Wybrany fragment:
Osoby czytające wydania polityki

Wiarygodność w czasach niepewności

Wypróbuj za 11,90 zł!

Subskrybuj
Książki

Finisz za metą

Recenzja książki: Jean Echenoz, "Długodystansowiec. Opowieść o Emilu Zatopku"

materiały prasowe
Zatopek to tutaj nie tylko bohater bieżni, lecz także postać uwikłana w historię swego kraju.

Francuski pisarz, znany także w Polsce (m.in. „Ravel”, „Przy fortepianie”), napisał skromną, acz niezmiernie interesującą książkę o czeskim biegaczu Emilu Zatopku, odnoszącym największe sukcesy w latach 50. ubiegłego wieku. Podobnych bohaterów wymyśla się na potrzeby filmu czy powieści. Oto skromny chłopiec z Moraw dzięki talentowi i katorżniczemu treningowi zaczyna odnosić oszałamiające sukcesy (cztery złote medale olimpijskie!), w dodatku nie zdając sobie sprawy, że jest bohaterem. On po prostu biegł jak najszybciej do mety i najczęściej był pierwszy. Nie zważał na styl, biegał ciężko, z wykrzywioną z bólu twarzą, ale przed metą miał jeszcze dość siły, by przyśpieszyć. W tamtych czasach to była prawdziwa rewolucja w długich biegach, prowadzonych z reguły w równym, miarowym tempie.

Zadanie 1:
Ile złotych medali olimpijskich zdobył Emil Zatopek według wybranego fragmentu?
Zadanie 2:
Oceń, czy poniższe stwierdzenia zgadzają się z wybranym fragmentem. Przy każdym odpowiedz „tak” lub „nie” i przytocz rozstrzygające słowa tekstu. (a) Jean Echenoz jest pisarzem francuskim. (b) Zatopek dbał o elegancki styl biegu. (c) Tuż przed metą Zatopek potrafił jeszcze przyspieszyć.
Odpowiadaj wyłącznie na podstawie wybranego fragmentu.

Dane wejściowe:
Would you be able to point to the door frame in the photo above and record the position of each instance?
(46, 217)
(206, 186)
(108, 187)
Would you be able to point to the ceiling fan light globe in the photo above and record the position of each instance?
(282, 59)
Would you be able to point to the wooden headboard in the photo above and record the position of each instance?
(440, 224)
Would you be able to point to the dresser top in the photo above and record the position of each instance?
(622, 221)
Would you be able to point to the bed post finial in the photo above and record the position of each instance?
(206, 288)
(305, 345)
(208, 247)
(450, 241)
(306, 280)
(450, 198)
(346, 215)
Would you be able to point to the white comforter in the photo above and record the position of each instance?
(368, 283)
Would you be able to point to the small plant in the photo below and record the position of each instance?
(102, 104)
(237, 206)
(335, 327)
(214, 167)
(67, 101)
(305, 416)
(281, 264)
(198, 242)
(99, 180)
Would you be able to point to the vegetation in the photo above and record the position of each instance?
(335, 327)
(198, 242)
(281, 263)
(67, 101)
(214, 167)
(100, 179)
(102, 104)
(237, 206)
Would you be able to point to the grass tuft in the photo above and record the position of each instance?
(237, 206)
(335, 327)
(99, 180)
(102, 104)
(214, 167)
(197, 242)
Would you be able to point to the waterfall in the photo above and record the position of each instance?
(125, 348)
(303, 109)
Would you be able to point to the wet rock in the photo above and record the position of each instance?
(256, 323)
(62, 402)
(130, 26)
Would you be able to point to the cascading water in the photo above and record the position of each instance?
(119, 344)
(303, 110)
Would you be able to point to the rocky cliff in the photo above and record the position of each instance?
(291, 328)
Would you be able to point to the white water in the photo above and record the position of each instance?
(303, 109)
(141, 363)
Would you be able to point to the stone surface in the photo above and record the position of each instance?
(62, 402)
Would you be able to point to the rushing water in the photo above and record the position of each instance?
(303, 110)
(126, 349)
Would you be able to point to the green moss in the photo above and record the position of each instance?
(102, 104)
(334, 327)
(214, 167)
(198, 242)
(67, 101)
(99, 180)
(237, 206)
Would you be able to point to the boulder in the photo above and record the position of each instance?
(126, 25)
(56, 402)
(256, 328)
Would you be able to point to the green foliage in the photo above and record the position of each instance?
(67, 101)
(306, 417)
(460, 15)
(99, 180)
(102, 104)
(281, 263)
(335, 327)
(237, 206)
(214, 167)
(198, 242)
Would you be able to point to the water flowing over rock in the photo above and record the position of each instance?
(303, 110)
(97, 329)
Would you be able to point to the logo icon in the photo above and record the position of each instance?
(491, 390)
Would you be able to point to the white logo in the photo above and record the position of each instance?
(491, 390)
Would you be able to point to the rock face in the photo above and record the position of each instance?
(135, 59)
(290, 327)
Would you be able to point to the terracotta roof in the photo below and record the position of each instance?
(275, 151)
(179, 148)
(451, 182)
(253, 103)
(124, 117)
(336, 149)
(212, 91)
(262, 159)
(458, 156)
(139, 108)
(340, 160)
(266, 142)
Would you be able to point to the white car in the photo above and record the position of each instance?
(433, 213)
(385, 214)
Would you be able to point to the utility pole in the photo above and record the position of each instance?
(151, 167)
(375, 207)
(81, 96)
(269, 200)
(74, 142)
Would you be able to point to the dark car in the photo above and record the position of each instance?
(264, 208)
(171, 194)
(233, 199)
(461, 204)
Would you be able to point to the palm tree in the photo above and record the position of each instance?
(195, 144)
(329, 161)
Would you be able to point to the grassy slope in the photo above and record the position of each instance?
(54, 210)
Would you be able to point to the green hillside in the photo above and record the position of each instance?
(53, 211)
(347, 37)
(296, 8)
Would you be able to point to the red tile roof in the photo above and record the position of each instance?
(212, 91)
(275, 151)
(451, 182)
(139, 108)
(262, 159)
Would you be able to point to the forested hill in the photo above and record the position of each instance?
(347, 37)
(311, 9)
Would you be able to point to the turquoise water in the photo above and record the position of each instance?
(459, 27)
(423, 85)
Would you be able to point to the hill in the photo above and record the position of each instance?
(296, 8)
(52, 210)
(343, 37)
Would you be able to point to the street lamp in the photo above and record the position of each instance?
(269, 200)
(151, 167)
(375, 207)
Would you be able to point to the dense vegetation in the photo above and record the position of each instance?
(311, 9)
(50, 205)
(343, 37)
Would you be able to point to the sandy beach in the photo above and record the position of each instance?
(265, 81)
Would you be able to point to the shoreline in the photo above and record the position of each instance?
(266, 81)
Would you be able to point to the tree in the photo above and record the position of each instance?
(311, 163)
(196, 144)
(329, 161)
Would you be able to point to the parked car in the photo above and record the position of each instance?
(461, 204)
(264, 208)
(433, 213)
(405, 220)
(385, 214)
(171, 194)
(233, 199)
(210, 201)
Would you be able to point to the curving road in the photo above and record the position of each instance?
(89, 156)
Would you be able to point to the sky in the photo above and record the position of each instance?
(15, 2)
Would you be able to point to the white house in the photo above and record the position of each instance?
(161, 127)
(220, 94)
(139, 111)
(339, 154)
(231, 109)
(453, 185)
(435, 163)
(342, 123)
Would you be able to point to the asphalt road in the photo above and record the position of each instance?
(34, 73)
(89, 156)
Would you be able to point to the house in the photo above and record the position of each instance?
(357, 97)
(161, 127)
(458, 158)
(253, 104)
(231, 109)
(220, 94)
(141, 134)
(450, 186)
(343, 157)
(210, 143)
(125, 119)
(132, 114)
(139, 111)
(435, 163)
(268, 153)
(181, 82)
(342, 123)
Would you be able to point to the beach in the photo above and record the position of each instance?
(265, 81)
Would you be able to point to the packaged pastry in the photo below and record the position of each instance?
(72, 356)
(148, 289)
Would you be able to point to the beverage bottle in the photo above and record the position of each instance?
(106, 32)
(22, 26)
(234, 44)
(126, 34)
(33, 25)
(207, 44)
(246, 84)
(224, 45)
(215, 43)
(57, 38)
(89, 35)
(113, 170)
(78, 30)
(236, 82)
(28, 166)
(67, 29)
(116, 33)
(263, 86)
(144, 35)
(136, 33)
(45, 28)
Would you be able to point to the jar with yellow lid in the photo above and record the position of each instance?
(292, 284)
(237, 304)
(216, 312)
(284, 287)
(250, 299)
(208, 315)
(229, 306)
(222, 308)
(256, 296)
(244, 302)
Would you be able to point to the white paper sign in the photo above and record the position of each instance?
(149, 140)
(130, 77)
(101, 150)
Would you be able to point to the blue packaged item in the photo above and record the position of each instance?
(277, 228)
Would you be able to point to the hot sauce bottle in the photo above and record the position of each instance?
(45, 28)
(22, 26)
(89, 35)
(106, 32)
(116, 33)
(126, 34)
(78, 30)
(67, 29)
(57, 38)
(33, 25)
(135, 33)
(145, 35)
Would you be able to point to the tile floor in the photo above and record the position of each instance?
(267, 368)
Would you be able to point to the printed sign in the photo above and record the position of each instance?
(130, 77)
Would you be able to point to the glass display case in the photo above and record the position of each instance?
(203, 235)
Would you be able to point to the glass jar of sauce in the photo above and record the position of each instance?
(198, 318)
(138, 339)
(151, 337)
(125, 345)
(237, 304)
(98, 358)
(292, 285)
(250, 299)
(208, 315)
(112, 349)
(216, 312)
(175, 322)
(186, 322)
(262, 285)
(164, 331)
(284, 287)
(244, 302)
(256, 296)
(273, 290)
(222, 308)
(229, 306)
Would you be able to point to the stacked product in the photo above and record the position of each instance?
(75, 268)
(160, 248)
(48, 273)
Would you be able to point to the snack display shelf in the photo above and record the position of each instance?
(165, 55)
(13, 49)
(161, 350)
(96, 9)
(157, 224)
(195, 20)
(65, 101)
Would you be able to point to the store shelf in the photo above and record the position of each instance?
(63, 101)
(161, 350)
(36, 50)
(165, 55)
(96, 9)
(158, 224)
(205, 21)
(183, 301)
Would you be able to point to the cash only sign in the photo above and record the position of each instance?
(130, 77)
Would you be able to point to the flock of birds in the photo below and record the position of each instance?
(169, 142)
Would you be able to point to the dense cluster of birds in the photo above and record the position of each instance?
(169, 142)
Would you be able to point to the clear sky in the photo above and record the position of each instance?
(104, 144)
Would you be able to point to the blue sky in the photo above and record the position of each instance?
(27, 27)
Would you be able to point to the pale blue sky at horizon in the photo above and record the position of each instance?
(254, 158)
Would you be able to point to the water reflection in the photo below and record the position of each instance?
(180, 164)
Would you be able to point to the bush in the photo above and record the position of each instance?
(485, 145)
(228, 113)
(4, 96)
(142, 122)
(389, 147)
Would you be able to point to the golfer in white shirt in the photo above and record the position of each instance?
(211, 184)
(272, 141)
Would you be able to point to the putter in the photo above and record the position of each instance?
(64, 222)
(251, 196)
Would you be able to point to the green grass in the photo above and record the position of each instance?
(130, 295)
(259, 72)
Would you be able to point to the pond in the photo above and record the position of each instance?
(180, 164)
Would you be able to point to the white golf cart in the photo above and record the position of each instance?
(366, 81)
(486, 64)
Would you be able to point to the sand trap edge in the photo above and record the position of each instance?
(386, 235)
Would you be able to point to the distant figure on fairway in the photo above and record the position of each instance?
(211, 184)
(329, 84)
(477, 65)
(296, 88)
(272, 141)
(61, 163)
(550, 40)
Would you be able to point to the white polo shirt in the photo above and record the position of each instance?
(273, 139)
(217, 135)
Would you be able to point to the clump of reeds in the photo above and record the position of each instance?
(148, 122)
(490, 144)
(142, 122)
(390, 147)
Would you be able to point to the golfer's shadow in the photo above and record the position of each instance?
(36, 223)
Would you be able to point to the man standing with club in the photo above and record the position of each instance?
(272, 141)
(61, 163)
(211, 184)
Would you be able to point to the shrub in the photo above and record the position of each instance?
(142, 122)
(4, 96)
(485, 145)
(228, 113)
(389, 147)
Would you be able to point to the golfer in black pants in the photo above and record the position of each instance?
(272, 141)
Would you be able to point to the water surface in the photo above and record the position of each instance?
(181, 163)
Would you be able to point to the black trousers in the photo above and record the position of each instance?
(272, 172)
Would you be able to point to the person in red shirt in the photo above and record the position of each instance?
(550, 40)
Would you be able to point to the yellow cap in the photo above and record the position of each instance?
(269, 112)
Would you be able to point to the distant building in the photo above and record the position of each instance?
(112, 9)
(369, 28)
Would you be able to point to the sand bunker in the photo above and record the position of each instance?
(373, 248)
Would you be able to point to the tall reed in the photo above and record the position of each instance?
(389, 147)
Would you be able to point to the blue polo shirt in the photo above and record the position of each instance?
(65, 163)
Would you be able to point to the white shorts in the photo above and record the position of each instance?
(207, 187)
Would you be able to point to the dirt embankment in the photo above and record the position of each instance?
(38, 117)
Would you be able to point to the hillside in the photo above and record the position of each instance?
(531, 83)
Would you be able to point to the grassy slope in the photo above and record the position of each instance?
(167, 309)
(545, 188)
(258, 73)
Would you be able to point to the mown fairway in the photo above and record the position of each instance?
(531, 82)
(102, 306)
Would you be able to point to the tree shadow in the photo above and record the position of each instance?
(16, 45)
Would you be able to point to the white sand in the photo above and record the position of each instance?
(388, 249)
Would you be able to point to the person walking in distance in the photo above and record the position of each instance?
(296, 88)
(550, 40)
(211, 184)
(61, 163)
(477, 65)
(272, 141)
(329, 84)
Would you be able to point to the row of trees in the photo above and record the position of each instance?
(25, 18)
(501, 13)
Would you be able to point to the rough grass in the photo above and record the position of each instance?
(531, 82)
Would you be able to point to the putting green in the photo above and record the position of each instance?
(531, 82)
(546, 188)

Rozwiązanie zadania 1:
Cztery złote medale olimpijskie.

Rozwiązanie zadania 2:
(a) Tak: „Francuski pisarz”.
(b) Nie: „Nie zważał na styl, biegał ciężko”.
(c) Tak: „przed metą miał jeszcze dość siły, by przyśpieszyć”.